DATA RECORDS.
Segment Open
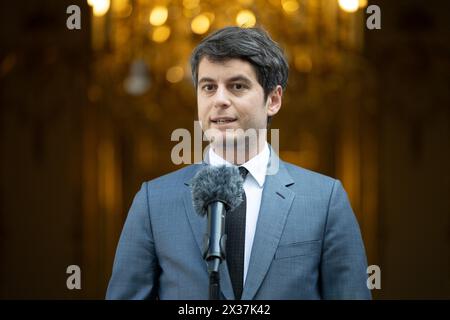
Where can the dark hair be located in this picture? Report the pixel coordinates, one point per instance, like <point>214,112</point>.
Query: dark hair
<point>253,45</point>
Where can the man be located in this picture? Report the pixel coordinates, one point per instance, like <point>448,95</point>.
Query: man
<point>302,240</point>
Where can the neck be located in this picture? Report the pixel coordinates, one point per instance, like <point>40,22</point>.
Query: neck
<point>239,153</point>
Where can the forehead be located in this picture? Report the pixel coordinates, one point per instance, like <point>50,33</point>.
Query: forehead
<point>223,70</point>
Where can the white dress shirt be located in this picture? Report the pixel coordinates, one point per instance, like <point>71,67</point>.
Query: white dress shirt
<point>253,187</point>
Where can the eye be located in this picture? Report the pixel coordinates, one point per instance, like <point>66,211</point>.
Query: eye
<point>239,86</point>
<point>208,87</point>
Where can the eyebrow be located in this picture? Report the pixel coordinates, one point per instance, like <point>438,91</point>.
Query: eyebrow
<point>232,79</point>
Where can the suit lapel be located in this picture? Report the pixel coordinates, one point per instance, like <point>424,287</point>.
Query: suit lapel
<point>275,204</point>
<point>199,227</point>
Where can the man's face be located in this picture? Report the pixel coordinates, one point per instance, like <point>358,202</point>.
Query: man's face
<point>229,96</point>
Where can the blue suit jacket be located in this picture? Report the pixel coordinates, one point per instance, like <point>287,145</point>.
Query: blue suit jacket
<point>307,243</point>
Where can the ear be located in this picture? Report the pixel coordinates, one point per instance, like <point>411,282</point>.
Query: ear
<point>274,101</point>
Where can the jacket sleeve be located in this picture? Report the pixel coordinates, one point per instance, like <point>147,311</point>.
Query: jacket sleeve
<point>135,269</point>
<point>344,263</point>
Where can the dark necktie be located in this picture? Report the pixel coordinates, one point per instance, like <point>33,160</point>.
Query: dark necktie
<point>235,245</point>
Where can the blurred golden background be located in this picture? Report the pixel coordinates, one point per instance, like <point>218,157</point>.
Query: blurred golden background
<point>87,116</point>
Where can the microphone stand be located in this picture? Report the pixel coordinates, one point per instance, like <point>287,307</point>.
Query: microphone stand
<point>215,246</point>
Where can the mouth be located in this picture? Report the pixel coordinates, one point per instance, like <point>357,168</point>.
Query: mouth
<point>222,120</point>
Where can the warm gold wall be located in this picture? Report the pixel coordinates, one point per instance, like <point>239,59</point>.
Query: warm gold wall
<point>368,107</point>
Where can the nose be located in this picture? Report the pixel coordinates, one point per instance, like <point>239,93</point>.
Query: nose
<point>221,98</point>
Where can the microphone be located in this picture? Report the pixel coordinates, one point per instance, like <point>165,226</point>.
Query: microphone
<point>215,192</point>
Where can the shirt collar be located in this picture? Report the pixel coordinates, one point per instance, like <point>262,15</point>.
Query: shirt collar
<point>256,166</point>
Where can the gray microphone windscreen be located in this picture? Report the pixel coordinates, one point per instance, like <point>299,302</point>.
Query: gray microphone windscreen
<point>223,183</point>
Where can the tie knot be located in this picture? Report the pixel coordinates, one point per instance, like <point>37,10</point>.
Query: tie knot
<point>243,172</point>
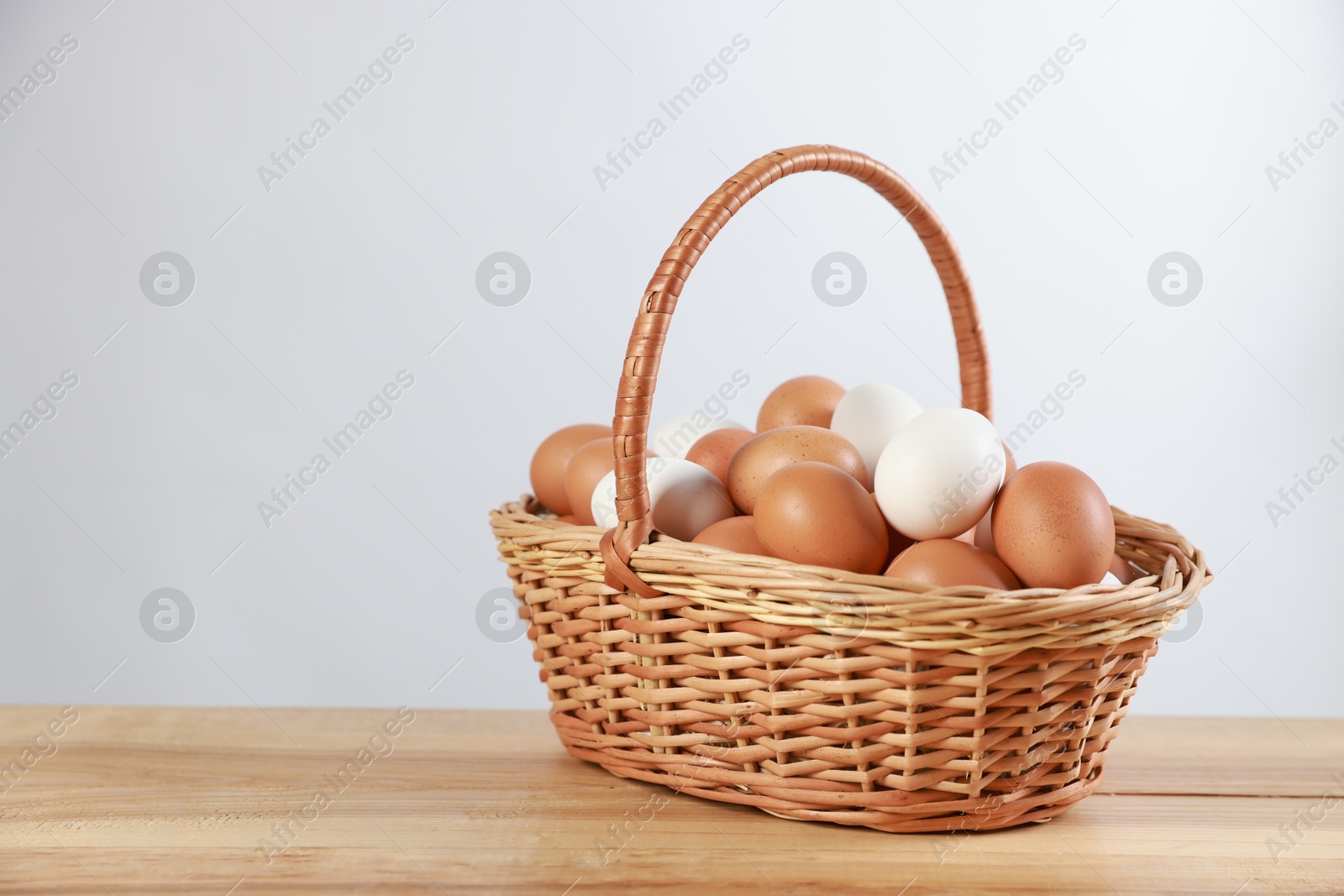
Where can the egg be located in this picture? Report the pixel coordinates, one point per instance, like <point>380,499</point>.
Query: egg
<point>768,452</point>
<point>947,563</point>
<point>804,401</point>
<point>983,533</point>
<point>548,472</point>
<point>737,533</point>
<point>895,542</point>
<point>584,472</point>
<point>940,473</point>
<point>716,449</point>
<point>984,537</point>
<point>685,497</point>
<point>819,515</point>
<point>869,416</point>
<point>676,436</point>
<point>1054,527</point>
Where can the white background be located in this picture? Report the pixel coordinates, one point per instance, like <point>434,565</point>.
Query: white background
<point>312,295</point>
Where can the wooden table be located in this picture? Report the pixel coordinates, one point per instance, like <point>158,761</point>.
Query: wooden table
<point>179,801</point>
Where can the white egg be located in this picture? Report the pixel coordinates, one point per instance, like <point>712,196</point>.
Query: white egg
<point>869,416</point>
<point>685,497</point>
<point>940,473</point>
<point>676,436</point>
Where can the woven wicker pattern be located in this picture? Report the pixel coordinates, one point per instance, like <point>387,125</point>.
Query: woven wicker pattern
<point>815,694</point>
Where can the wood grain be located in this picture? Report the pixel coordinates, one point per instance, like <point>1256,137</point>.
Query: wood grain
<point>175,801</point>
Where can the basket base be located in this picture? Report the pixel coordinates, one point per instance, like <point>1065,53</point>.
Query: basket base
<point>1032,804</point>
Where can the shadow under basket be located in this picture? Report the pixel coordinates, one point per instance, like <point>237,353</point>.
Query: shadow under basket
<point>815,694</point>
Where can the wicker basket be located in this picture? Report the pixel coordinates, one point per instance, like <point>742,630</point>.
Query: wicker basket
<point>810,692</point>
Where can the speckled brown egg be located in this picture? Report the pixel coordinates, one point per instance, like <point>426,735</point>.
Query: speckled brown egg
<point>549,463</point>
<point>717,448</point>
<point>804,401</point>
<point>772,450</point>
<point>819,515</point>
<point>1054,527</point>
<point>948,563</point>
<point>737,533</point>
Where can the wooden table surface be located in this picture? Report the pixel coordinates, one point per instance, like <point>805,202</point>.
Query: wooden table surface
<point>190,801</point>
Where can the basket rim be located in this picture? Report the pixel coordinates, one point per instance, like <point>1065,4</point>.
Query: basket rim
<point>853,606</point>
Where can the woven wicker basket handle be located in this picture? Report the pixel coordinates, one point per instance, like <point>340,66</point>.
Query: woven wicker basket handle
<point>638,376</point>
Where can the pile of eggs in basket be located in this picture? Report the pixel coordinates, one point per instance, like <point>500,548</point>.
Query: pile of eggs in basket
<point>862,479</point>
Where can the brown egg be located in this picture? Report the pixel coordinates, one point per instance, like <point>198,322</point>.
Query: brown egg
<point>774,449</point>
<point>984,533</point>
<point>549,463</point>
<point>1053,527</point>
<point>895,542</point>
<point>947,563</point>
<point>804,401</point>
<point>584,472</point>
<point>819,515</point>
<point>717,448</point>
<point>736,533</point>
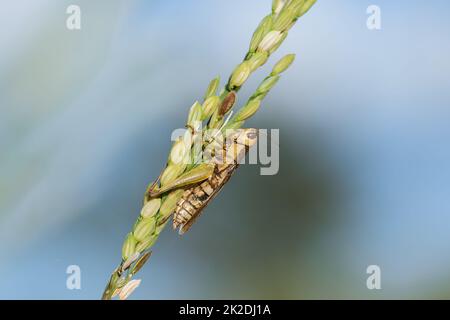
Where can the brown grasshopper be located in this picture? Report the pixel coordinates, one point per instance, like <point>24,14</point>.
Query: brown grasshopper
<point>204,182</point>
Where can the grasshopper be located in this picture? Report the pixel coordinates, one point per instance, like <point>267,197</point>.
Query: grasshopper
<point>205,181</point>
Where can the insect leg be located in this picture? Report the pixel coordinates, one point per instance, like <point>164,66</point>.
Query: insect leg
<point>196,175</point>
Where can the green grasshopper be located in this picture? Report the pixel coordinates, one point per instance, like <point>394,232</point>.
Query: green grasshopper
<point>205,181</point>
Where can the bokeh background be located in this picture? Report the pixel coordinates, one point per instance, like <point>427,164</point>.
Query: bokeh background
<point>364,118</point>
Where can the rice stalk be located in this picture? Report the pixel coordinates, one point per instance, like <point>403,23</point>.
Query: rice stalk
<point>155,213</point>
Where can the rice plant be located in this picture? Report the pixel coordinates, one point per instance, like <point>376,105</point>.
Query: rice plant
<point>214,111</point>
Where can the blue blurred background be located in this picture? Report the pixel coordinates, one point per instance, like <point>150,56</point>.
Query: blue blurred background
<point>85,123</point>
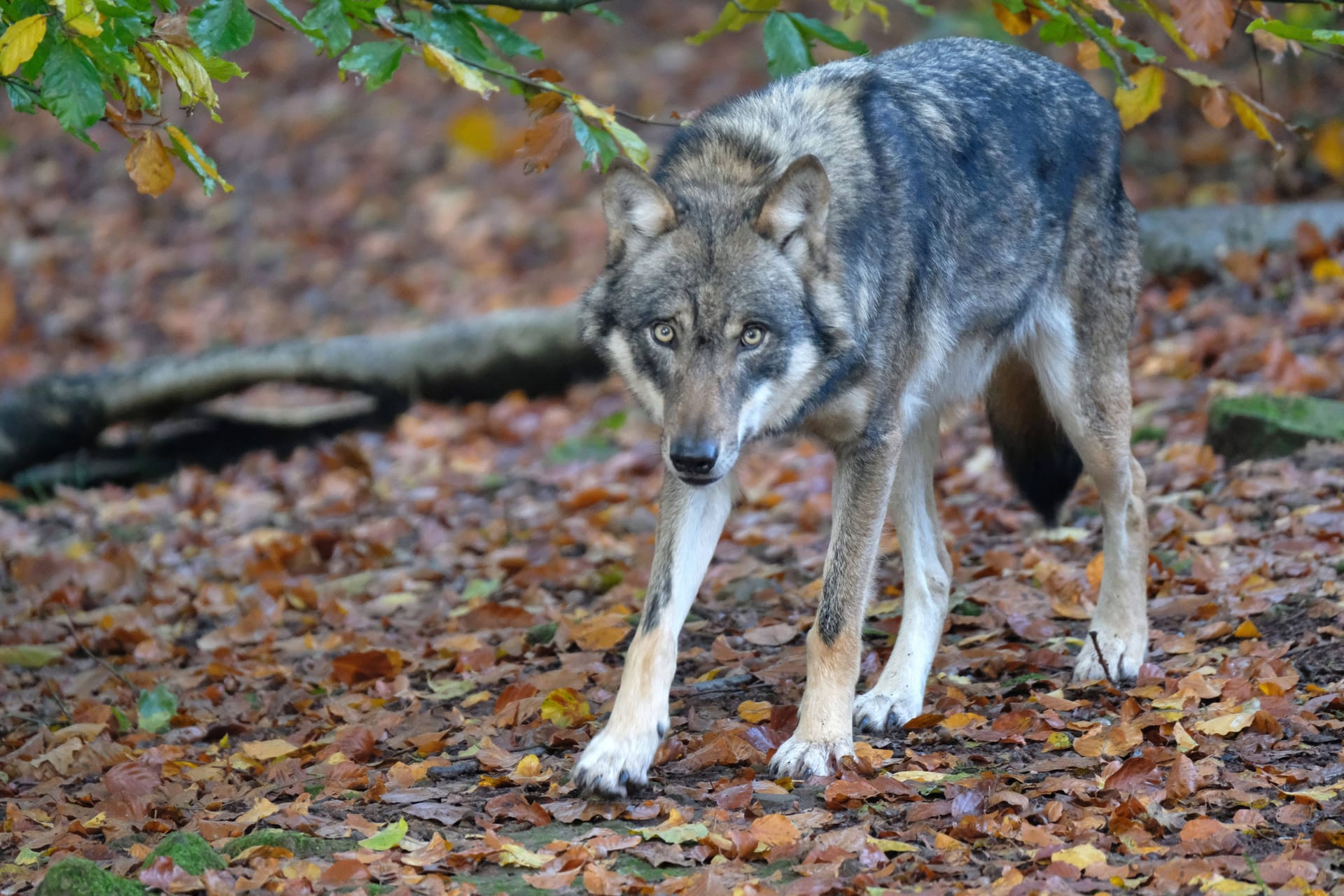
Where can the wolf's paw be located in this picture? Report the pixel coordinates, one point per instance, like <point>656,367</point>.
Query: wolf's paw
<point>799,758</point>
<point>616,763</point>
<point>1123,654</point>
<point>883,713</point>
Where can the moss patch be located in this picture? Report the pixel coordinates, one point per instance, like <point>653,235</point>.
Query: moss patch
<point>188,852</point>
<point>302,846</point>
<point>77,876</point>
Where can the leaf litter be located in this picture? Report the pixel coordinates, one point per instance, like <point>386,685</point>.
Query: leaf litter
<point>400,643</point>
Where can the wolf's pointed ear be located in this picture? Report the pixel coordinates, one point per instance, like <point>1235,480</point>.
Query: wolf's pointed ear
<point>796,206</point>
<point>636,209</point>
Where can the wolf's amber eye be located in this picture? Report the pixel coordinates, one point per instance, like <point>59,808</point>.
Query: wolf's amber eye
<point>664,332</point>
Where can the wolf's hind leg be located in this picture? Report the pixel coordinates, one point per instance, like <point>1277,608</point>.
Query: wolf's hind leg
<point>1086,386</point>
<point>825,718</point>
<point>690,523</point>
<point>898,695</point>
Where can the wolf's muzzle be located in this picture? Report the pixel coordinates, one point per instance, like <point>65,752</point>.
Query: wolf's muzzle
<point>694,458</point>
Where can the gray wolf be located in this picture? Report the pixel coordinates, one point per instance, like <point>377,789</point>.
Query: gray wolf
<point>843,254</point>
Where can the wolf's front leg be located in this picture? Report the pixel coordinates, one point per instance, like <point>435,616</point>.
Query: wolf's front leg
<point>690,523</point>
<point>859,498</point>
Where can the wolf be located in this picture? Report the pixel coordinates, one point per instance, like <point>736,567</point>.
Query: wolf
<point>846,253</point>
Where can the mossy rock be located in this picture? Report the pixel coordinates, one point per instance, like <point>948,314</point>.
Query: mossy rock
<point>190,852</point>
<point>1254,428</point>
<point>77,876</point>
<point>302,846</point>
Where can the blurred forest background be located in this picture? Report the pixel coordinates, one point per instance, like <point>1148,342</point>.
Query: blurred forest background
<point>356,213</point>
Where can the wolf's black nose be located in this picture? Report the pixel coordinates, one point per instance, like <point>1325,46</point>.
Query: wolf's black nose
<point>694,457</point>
Segment Closed
If a picture sits between the line containing "Where can the rice plant" and the line containing "Where can the moss patch", leave it out, and return the lines of that range above exactly, both ends included.

Where can the rice plant be located in this picture? Report the pixel coordinates, one point per instance, like <point>376,105</point>.
Query: rice plant
<point>214,111</point>
Where can the blue blurred background be located in this picture? Report the pixel coordinates, one point per instance, like <point>150,56</point>.
Query: blue blurred background
<point>85,123</point>
Where can the wolf's paw be located in this picture? Report the pixel coordinates, one point per instance, like <point>656,367</point>.
Query: wolf's paw
<point>799,758</point>
<point>616,763</point>
<point>1123,654</point>
<point>883,713</point>
Where can the moss patch be located in this picture? Report the pixel coordinates, one point per instance, like <point>653,235</point>.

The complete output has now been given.